■ Task statement ■
Give the data below again exactly as written, without its pictures.

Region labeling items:
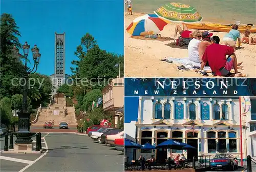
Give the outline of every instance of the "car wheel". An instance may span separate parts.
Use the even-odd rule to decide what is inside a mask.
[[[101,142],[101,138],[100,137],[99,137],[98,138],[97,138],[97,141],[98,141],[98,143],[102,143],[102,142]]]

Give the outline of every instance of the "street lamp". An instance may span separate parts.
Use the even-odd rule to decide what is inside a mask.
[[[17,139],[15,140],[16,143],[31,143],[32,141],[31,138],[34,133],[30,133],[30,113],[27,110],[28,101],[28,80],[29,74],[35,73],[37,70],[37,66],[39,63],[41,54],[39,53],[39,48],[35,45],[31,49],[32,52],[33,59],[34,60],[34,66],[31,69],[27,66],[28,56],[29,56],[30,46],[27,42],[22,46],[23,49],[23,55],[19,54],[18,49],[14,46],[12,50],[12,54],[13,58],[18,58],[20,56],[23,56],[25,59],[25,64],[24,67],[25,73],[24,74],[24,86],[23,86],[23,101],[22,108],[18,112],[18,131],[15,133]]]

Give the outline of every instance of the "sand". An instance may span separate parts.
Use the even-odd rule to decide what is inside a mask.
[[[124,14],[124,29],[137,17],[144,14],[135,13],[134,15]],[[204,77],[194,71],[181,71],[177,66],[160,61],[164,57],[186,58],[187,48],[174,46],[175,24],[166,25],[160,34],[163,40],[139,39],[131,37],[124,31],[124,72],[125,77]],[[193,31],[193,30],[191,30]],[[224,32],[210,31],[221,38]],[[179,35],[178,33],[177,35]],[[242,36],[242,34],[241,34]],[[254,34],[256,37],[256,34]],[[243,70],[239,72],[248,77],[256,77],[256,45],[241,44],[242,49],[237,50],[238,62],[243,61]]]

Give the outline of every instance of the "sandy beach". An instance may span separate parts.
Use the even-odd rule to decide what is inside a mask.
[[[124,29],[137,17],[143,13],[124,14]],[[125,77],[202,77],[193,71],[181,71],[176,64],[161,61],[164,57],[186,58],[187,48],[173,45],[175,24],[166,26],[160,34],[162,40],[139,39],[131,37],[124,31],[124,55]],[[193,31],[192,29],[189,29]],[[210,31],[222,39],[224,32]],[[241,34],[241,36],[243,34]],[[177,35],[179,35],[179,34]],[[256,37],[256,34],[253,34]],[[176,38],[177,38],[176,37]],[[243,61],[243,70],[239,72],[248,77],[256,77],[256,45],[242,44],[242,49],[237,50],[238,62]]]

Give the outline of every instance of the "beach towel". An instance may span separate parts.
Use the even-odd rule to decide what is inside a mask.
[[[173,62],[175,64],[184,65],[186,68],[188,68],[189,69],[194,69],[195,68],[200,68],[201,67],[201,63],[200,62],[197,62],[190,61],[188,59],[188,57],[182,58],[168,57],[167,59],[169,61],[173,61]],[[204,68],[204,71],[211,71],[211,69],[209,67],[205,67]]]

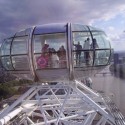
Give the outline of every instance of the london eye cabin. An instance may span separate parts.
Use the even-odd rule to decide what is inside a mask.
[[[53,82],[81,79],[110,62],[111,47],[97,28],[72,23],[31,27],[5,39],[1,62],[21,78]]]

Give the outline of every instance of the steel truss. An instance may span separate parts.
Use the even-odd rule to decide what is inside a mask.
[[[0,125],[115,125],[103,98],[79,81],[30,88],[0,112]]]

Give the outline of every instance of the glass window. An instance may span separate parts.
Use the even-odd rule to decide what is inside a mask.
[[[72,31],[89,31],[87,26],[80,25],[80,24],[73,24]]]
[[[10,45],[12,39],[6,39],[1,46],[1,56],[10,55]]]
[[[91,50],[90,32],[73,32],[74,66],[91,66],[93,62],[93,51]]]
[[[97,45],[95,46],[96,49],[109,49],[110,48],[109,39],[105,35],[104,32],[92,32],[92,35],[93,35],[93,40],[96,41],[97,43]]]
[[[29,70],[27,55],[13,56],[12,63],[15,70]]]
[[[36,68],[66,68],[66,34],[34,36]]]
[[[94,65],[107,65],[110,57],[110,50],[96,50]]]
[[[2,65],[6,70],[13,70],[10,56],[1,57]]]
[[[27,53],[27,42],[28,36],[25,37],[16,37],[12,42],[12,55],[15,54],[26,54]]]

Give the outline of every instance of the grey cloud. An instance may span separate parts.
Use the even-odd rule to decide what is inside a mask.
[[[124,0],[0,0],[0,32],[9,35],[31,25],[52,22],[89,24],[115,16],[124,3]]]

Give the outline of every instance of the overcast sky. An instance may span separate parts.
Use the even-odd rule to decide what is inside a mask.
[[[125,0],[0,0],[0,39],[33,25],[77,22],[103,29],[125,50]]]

■ Solution below ■
Give the outline of every instance of the "car wheel". An instance may span separate parts.
Use the even-odd rule to decide what is inside a mask.
[[[101,142],[101,138],[100,137],[99,137],[98,138],[97,138],[97,141],[98,141],[98,143],[102,143],[102,142]]]

Give the outline of every instance of the "street lamp". An instance may span separate parts.
Use the even-odd rule to decide what is inside a mask.
[[[17,139],[15,140],[16,143],[31,143],[32,141],[31,138],[34,133],[30,133],[30,113],[27,110],[28,101],[28,80],[29,74],[35,73],[37,70],[37,66],[39,63],[41,54],[39,53],[39,48],[35,45],[31,49],[32,52],[33,59],[34,60],[34,66],[31,69],[27,66],[28,56],[29,56],[30,46],[27,42],[22,46],[23,49],[23,55],[19,54],[18,49],[14,46],[12,50],[12,54],[13,58],[18,58],[20,56],[23,56],[25,59],[25,64],[24,67],[25,73],[24,74],[24,86],[23,86],[23,101],[22,108],[18,112],[18,131],[15,133]]]

Give the outline of every instance of the "sand". An instance may span separate parts.
Use the even-odd rule to decide what is inside a mask.
[[[124,14],[124,29],[137,17],[144,14],[135,13],[134,15]],[[204,77],[194,71],[181,71],[177,66],[160,61],[164,57],[186,58],[187,48],[174,46],[175,24],[166,25],[160,34],[163,40],[139,39],[131,37],[124,31],[124,72],[125,77]],[[193,31],[193,30],[191,30]],[[224,32],[210,31],[221,38]],[[179,35],[178,33],[177,35]],[[242,36],[242,34],[241,34]],[[254,34],[256,37],[256,34]],[[243,70],[239,72],[248,77],[256,77],[256,45],[241,44],[242,49],[237,50],[238,62],[243,61]]]

Give the outline of every instance of the "sandy beach". An instance may span separate parts.
Use the even-odd rule to decide what is inside a mask.
[[[124,29],[137,17],[143,13],[124,14]],[[125,77],[202,77],[193,71],[181,71],[176,64],[161,61],[164,57],[186,58],[187,48],[173,45],[175,24],[166,26],[160,34],[162,40],[139,39],[131,37],[124,31],[124,55]],[[193,31],[192,29],[189,29]],[[210,31],[222,39],[224,32]],[[241,34],[241,36],[243,34]],[[177,35],[179,35],[179,34]],[[256,37],[256,34],[253,34]],[[176,38],[177,38],[176,37]],[[243,61],[243,70],[239,72],[248,77],[256,77],[256,45],[242,44],[242,49],[237,50],[238,62]]]

Give the outline of every instance of the "beach towel". An instance may span separate parts.
Use the even-odd rule to decide what is inside a mask.
[[[173,62],[175,64],[184,65],[186,68],[188,68],[189,69],[194,69],[195,68],[200,68],[201,67],[201,63],[200,62],[197,62],[190,61],[188,59],[188,57],[182,58],[168,57],[167,59],[169,61],[173,61]],[[204,68],[204,71],[211,71],[211,69],[209,67],[205,67]]]

Give the outline of every instance of the london eye cabin. An instance may span separate parts.
Use the even-odd rule to decide what is inside a mask.
[[[53,82],[81,79],[110,62],[111,47],[97,28],[72,23],[31,27],[5,39],[1,62],[21,78]]]

Give the outline of every instance of the steel truss. An instance may span separate parts.
Use the even-odd rule to decide what is inside a mask.
[[[0,125],[115,125],[103,98],[79,81],[30,88],[0,112]]]

Give the outline of every instance of the glass window. An instance may span separate parts.
Use the even-odd rule to decide what is inside a mask.
[[[72,31],[89,31],[87,26],[80,25],[80,24],[73,24]]]
[[[10,45],[12,39],[6,39],[1,46],[1,56],[10,55]]]
[[[91,50],[90,32],[73,32],[74,66],[91,66],[93,62],[93,51]]]
[[[97,45],[95,46],[96,49],[109,49],[110,48],[109,39],[105,35],[104,32],[92,32],[92,35],[93,35],[93,40],[96,41],[97,43]]]
[[[29,70],[27,55],[13,56],[12,63],[15,70]]]
[[[36,68],[66,68],[66,34],[34,36]]]
[[[94,65],[107,65],[110,57],[110,50],[96,50]]]
[[[2,65],[6,70],[13,70],[10,56],[1,57]]]
[[[27,53],[27,42],[28,36],[25,37],[16,37],[12,42],[12,55],[15,54],[26,54]]]

Give the outline of every instance of the grey cloud. An instance may span separate parts.
Use the even-odd rule to decide what is inside a mask.
[[[124,0],[0,0],[0,32],[9,35],[31,25],[52,22],[89,24],[115,16],[124,3]]]

Give the outline of every instance of the overcast sky. An instance may span separate parts.
Use the even-odd rule to decide what is inside a mask.
[[[125,0],[0,0],[0,39],[33,25],[77,22],[103,29],[125,50]]]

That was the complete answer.